:: WHAT NEEDS TO BE DONE ::
Copy all of the records exactly.

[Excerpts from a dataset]

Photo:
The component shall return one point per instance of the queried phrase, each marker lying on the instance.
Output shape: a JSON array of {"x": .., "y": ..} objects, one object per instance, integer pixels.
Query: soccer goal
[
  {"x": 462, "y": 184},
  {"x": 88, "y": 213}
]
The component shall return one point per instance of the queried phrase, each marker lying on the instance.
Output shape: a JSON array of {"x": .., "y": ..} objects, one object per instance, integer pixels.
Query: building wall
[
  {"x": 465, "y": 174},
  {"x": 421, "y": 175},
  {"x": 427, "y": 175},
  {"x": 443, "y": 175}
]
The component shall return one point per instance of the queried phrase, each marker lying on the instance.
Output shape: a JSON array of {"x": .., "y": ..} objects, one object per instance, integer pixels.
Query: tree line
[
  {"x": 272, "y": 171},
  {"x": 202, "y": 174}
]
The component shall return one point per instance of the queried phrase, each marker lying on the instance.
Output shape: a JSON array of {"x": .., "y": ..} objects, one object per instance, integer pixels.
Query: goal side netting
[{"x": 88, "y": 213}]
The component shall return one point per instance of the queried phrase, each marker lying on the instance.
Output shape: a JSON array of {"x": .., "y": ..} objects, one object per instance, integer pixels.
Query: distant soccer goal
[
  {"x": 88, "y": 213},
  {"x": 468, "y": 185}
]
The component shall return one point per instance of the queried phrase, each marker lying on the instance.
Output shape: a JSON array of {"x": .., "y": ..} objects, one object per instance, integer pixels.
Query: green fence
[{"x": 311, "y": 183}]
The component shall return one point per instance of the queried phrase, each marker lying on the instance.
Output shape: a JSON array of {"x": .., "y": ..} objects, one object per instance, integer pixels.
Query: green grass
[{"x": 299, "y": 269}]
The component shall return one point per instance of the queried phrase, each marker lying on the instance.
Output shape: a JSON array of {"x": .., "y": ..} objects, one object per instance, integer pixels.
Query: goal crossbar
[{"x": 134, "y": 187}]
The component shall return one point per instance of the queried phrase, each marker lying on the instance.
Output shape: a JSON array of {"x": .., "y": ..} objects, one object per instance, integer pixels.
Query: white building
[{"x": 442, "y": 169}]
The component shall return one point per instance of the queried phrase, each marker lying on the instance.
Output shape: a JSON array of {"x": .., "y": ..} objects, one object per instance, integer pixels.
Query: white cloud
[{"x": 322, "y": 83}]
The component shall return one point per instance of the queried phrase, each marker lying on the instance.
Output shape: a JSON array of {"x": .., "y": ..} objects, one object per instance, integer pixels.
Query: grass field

:: PROBLEM SOLUTION ::
Photo:
The component shall return one point per instance of the queried phrase, each marker lying on the instance.
Output shape: a JSON array of {"x": .., "y": ..} objects, one object per instance, integer pixels.
Query: soccer goal
[
  {"x": 462, "y": 184},
  {"x": 88, "y": 213}
]
The component shall return one point per instance of the queried phrase, each marker lying on the instance.
Output shape: a JSON array of {"x": .., "y": ..} objects, one object per instance, integer pixels.
Query: building wall
[
  {"x": 465, "y": 174},
  {"x": 421, "y": 175},
  {"x": 427, "y": 175},
  {"x": 443, "y": 175}
]
The component shall return one point per instance of the queried phrase, each marker lying on the instance.
Output shape: a JSON array of {"x": .., "y": ..} objects, one object per instance, integer pixels.
Query: tree line
[
  {"x": 272, "y": 171},
  {"x": 202, "y": 174}
]
The component shall return one point per instance of the queried phrase, each marker lying on the instance.
Output shape: a JSON array of {"x": .., "y": ..} objects, one object per instance, integer pixels.
Query: goal side netting
[{"x": 88, "y": 213}]
The component shall return one point per instance of the queried phrase, each marker lying on the instance.
Output shape: a JSON array of {"x": .., "y": ..} objects, one object per instance, integer pixels.
Query: distant soccer goal
[
  {"x": 88, "y": 213},
  {"x": 468, "y": 185}
]
The component shall return one point per instance of the queried phrase, each marker lying on the instance.
Output shape: a JSON array of {"x": .., "y": ..} objects, one object per instance, integer pixels.
Query: green fence
[{"x": 311, "y": 183}]
The component shall return one point per instance of the queried phrase, each marker lying on the instance.
Output shape: a JSON array of {"x": .., "y": ..} objects, one object per instance, integer pixels.
Query: green grass
[{"x": 299, "y": 269}]
The component shall return one point per instance of the queried phrase, each marker lying on the instance.
Output shape: a JSON array of {"x": .., "y": ..} objects, one object per instance, integer pixels.
Query: goal crossbar
[{"x": 134, "y": 187}]
The component shall return one point per instance of the queried phrase, each marker lying on the instance.
Output shape: a JSON array of {"x": .., "y": ..} objects, one object per instance, integer pixels.
Query: white building
[{"x": 442, "y": 169}]
The component shall return one point per instance of the queried phrase, each marker lying on the instance.
Output shape: a JSON array of {"x": .., "y": ..} objects, one object per instance, integer pixels.
Query: white cloud
[{"x": 322, "y": 83}]
The component shall return one point per instance of the queried phrase, each marker lying on the instance.
Output shape: a JSON array of {"x": .., "y": ..} objects, one object per instance, integer pixels.
Query: grass field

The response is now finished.